### Texto selecionado

- - - - -

Entre os autores portugueses de livros de ciência mais produtivos avulta o nome da professora de Química da Universidade de Lisboa Raquel Gonçalves-Maia. Além de manuais de ciência pura e dura (“Cinética Química”, na Escolar Editora, 1986, com Lídia Albuquerque), ela é autora de livros de divulgação da ciência (“Diálogo sobre os Dois Principais Sistemas do Mundo”, 1998, e “Histórias com Sentidos”, 2002, na Terramar), de filosofia da ciência (“Ciência, pós-Ciência e mega-Ciência”, 1991, também na Terramar), e de história da ciência (“O Legado de Prometeu”, 2006, e “Laboratórios de Química em Portugal”, 1998, com Ana Luísa Janeira e Maria Estela Guedes, os dois na Escolar Editora). Como se tudo isso fosse pouco é também autora de alguns romances (“Elementos Alquímicos”, 1995; “Para além da Impressão”, 1996, os dois na Colibri; e “Contos de Azul e Terra”, com Risoleta Pinto Pedro, na Hugin). Pois acaba de sair na Escolar Editora (a editora ligada à grande livraria do mesmo nome, de forte cariz científico, situada nos Jardins do Campo Grande, em Lisboa) mais um volume da mesma autora que pode ser classificado na história das ciências, embora também o possa ser na divulgação científica.

- - - - -

### Dados de origem
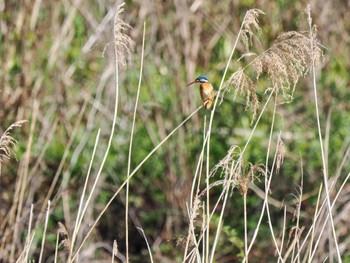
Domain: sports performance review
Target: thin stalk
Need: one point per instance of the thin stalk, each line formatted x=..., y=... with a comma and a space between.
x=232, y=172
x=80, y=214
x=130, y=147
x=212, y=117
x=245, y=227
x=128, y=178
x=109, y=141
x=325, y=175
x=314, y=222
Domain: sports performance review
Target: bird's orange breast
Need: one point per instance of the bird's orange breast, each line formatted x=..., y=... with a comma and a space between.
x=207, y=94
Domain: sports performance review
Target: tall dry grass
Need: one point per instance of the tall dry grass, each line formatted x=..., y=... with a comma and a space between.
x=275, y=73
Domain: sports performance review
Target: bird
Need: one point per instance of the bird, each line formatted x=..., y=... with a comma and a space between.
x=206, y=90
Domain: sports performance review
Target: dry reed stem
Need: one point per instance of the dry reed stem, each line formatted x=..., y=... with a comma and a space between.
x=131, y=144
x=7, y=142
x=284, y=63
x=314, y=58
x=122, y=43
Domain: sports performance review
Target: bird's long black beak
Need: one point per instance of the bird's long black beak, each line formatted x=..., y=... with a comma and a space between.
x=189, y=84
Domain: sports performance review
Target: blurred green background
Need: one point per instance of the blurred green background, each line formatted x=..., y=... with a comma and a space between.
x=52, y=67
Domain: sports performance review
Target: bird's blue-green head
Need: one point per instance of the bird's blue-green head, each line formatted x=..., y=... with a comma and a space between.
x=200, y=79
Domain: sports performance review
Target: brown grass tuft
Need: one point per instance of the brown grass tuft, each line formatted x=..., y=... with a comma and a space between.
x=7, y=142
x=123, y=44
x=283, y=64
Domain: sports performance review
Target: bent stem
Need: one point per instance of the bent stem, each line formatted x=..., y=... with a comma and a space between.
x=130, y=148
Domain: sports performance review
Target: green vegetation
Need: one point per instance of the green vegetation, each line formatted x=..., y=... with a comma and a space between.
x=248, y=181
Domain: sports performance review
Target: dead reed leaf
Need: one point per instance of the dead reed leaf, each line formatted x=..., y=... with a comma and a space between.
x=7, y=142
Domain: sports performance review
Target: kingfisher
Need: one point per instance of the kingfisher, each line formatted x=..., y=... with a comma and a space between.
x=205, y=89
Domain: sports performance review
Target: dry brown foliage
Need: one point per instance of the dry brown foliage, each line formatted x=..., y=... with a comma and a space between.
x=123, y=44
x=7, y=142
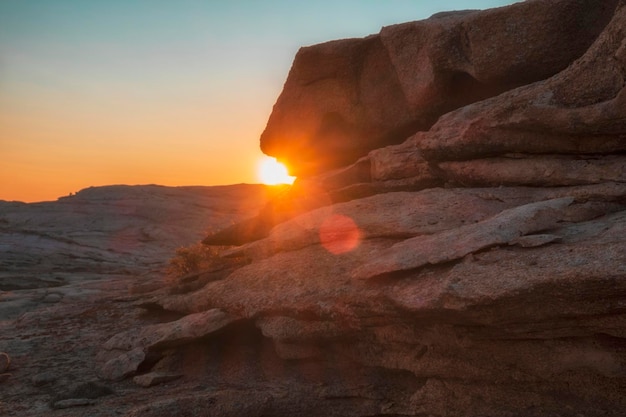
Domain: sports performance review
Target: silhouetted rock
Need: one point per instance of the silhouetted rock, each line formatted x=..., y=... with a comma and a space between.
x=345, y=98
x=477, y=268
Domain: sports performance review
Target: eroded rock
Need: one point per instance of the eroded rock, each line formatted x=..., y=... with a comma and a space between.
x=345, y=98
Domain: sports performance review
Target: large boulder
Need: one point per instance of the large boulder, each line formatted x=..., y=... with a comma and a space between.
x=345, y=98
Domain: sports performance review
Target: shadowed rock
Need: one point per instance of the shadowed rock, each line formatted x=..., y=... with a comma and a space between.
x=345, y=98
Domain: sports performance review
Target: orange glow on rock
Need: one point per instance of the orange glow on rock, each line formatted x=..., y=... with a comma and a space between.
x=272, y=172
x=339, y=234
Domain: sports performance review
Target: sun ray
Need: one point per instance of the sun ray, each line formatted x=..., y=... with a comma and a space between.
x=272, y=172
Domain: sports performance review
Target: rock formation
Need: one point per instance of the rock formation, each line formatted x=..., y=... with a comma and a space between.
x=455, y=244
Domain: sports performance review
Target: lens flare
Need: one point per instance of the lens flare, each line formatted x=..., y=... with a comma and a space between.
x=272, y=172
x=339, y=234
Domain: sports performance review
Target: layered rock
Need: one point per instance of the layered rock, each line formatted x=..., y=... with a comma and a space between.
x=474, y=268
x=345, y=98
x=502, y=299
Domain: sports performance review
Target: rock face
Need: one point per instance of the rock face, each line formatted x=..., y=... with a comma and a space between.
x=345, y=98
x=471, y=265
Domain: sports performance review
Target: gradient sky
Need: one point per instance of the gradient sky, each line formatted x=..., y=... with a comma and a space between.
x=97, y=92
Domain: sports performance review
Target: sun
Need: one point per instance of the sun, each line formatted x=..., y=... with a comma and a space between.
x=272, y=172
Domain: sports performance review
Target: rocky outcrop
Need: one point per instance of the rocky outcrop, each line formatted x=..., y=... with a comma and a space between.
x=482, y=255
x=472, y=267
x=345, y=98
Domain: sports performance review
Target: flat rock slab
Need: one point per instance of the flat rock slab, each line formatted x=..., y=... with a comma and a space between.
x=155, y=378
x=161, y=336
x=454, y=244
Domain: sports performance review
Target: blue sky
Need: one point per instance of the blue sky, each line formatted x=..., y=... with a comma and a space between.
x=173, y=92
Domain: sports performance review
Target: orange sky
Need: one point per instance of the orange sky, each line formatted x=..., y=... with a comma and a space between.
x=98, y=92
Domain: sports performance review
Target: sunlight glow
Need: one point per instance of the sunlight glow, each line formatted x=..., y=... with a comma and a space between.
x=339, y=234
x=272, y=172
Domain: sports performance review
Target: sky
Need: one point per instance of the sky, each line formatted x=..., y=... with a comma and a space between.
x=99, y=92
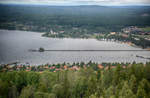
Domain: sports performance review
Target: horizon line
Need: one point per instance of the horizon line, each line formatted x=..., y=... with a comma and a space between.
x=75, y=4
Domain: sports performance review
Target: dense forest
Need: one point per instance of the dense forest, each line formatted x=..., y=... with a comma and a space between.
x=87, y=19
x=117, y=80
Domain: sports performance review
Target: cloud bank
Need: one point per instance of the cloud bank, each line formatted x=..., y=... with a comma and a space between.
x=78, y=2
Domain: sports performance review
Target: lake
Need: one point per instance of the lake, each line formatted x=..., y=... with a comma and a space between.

- - - - -

### Exercício 1
Segundo o texto sobre a obra de Raquel Gonçalves-Maia, o que justifica que o seu nome avulte entre os autores portugueses de livros de ciência mais produtivos? Responda em uma a três frases.
### Exercício 2
Prossiga o texto sobre a obra de Raquel Gonçalves-Maia a partir da última frase apresentada.

### Resposta esperada 1
Raquel Gonçalves-Maia escreveu manuais de ciência pura e dura e livros de divulgação, de filosofia e de história da ciência. É ainda autora de alguns romances e acaba de publicar na Escolar Editora mais um volume.

### Resposta esperada 2
O título “O Legado de Nobel” é parecido com o anterior “O Legado de Prometeu”, mas o subtítulo é agora “Perfis da Ciência do Século XX (1900-1959)” em vez de “Uma Viagem na História das Ciências”. O subtítulo é mais esclarecedor do que o título. O foco é agora a primeira metade do século XX (um pouco mais de metade, desde a atribuição do primeiro Nobel até à polémica das "duas culturas") e a metodologia é a apresentação biográfica de alguns nomes da história da ciência escolhidos usando um critério pessoal. Só alguns deles receberam o Prémio Nobel: de facto, dos 18 nomes que motivaram os 18 capítulos, só sete beneficiaram dos favores da glória outorgada pela Academia Sueca (os médicos Karl Landsteiner, descobridor dos grupos sanguíneos, e Thomas Morgan, descobridor dos genes, os químicos Linus Pauling, teórico da ligação química, Dorothy Hodgkin, descobridora das estruturas do colesterol, penicilina e vitamina B12, e Willard Libby, inventor da datação por carbono14, e os físicos John Bardeen, inventor do transístor e teórico da supercondutividade, e Charles Townes, inventor do maser); os outros bem poderiam ter tido o Nobel, mas por uma a razão ou por outra (por exemplo, por a respectiva área não ter direito a prémio) não o tiveram (os químicos Leo Baekeland, inventor do plástico, e Wallace Carothers, inventor do nylon, o geólogo Alfred Wegener, descobridor da deriva dos continentes, o antropólogo Raymond Dart, descobridor do “Australopithecus”, o astrofísico Georges Lemaître, teórico do “Big Bang”, a física Lise Meitner, teórica da cisão nuclear, e o físico Frank Oppenheimer, “pai” das primeiras bombas atómicas, o engenheiro Konrad Zuse, pioneiro da computação, a química Rosalind Franklin, pioneira da estrutura do DNA, o médico Jonas Salk, descobridor da vacina da poliomelite, e o físico e escritor Charles Snow, autor da tese das “duas culturas”).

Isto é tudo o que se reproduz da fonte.